AIM OF THE EXERCISE → Only the lines with "whale" in the entries below belong in the answer; please copy them.

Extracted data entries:
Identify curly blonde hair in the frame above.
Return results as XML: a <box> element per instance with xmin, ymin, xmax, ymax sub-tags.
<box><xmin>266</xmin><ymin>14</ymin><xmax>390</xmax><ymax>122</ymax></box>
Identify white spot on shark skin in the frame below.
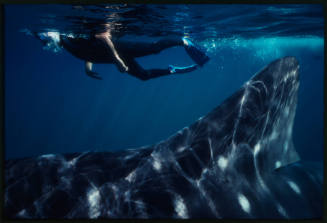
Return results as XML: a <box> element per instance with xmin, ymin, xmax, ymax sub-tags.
<box><xmin>87</xmin><ymin>187</ymin><xmax>101</xmax><ymax>218</ymax></box>
<box><xmin>208</xmin><ymin>138</ymin><xmax>214</xmax><ymax>160</ymax></box>
<box><xmin>287</xmin><ymin>125</ymin><xmax>293</xmax><ymax>137</ymax></box>
<box><xmin>153</xmin><ymin>159</ymin><xmax>161</xmax><ymax>171</ymax></box>
<box><xmin>151</xmin><ymin>153</ymin><xmax>162</xmax><ymax>171</ymax></box>
<box><xmin>254</xmin><ymin>143</ymin><xmax>261</xmax><ymax>156</ymax></box>
<box><xmin>124</xmin><ymin>190</ymin><xmax>131</xmax><ymax>201</ymax></box>
<box><xmin>111</xmin><ymin>185</ymin><xmax>118</xmax><ymax>199</ymax></box>
<box><xmin>125</xmin><ymin>170</ymin><xmax>137</xmax><ymax>183</ymax></box>
<box><xmin>217</xmin><ymin>156</ymin><xmax>228</xmax><ymax>171</ymax></box>
<box><xmin>283</xmin><ymin>70</ymin><xmax>295</xmax><ymax>82</ymax></box>
<box><xmin>240</xmin><ymin>94</ymin><xmax>246</xmax><ymax>105</ymax></box>
<box><xmin>290</xmin><ymin>69</ymin><xmax>297</xmax><ymax>77</ymax></box>
<box><xmin>195</xmin><ymin>179</ymin><xmax>201</xmax><ymax>188</ymax></box>
<box><xmin>60</xmin><ymin>175</ymin><xmax>71</xmax><ymax>186</ymax></box>
<box><xmin>275</xmin><ymin>161</ymin><xmax>282</xmax><ymax>169</ymax></box>
<box><xmin>68</xmin><ymin>157</ymin><xmax>78</xmax><ymax>166</ymax></box>
<box><xmin>17</xmin><ymin>209</ymin><xmax>27</xmax><ymax>217</ymax></box>
<box><xmin>231</xmin><ymin>142</ymin><xmax>237</xmax><ymax>153</ymax></box>
<box><xmin>177</xmin><ymin>127</ymin><xmax>188</xmax><ymax>135</ymax></box>
<box><xmin>200</xmin><ymin>168</ymin><xmax>209</xmax><ymax>178</ymax></box>
<box><xmin>283</xmin><ymin>73</ymin><xmax>289</xmax><ymax>82</ymax></box>
<box><xmin>174</xmin><ymin>195</ymin><xmax>188</xmax><ymax>218</ymax></box>
<box><xmin>295</xmin><ymin>82</ymin><xmax>300</xmax><ymax>91</ymax></box>
<box><xmin>124</xmin><ymin>151</ymin><xmax>138</xmax><ymax>160</ymax></box>
<box><xmin>111</xmin><ymin>185</ymin><xmax>118</xmax><ymax>193</ymax></box>
<box><xmin>269</xmin><ymin>130</ymin><xmax>278</xmax><ymax>140</ymax></box>
<box><xmin>40</xmin><ymin>154</ymin><xmax>55</xmax><ymax>159</ymax></box>
<box><xmin>238</xmin><ymin>194</ymin><xmax>251</xmax><ymax>214</ymax></box>
<box><xmin>177</xmin><ymin>146</ymin><xmax>187</xmax><ymax>153</ymax></box>
<box><xmin>60</xmin><ymin>157</ymin><xmax>79</xmax><ymax>171</ymax></box>
<box><xmin>277</xmin><ymin>203</ymin><xmax>288</xmax><ymax>218</ymax></box>
<box><xmin>133</xmin><ymin>200</ymin><xmax>147</xmax><ymax>217</ymax></box>
<box><xmin>134</xmin><ymin>199</ymin><xmax>144</xmax><ymax>206</ymax></box>
<box><xmin>283</xmin><ymin>69</ymin><xmax>297</xmax><ymax>82</ymax></box>
<box><xmin>288</xmin><ymin>181</ymin><xmax>301</xmax><ymax>194</ymax></box>
<box><xmin>284</xmin><ymin>141</ymin><xmax>289</xmax><ymax>151</ymax></box>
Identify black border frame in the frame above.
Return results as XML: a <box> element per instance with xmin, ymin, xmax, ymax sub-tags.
<box><xmin>0</xmin><ymin>1</ymin><xmax>325</xmax><ymax>223</ymax></box>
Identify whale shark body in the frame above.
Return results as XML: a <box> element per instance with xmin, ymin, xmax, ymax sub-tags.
<box><xmin>4</xmin><ymin>57</ymin><xmax>323</xmax><ymax>219</ymax></box>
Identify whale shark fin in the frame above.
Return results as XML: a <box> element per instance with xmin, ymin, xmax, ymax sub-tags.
<box><xmin>172</xmin><ymin>56</ymin><xmax>300</xmax><ymax>173</ymax></box>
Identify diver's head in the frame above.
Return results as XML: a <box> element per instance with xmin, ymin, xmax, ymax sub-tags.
<box><xmin>36</xmin><ymin>31</ymin><xmax>62</xmax><ymax>52</ymax></box>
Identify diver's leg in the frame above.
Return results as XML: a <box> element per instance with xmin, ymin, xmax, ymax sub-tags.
<box><xmin>123</xmin><ymin>58</ymin><xmax>198</xmax><ymax>81</ymax></box>
<box><xmin>123</xmin><ymin>58</ymin><xmax>170</xmax><ymax>81</ymax></box>
<box><xmin>182</xmin><ymin>38</ymin><xmax>210</xmax><ymax>66</ymax></box>
<box><xmin>116</xmin><ymin>38</ymin><xmax>210</xmax><ymax>66</ymax></box>
<box><xmin>114</xmin><ymin>38</ymin><xmax>184</xmax><ymax>58</ymax></box>
<box><xmin>85</xmin><ymin>61</ymin><xmax>102</xmax><ymax>80</ymax></box>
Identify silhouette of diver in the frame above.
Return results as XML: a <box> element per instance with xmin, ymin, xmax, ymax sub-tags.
<box><xmin>35</xmin><ymin>30</ymin><xmax>210</xmax><ymax>81</ymax></box>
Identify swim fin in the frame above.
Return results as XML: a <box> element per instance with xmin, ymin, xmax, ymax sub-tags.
<box><xmin>182</xmin><ymin>37</ymin><xmax>210</xmax><ymax>66</ymax></box>
<box><xmin>169</xmin><ymin>64</ymin><xmax>198</xmax><ymax>74</ymax></box>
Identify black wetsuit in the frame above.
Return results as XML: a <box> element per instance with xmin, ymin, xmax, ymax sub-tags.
<box><xmin>60</xmin><ymin>35</ymin><xmax>184</xmax><ymax>80</ymax></box>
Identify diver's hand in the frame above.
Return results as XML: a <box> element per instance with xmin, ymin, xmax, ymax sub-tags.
<box><xmin>86</xmin><ymin>70</ymin><xmax>103</xmax><ymax>80</ymax></box>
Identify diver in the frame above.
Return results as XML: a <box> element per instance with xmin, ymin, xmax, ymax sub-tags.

WORKED SOLUTION →
Identify whale shark body in the frame above.
Identify whale shark fin in the frame above.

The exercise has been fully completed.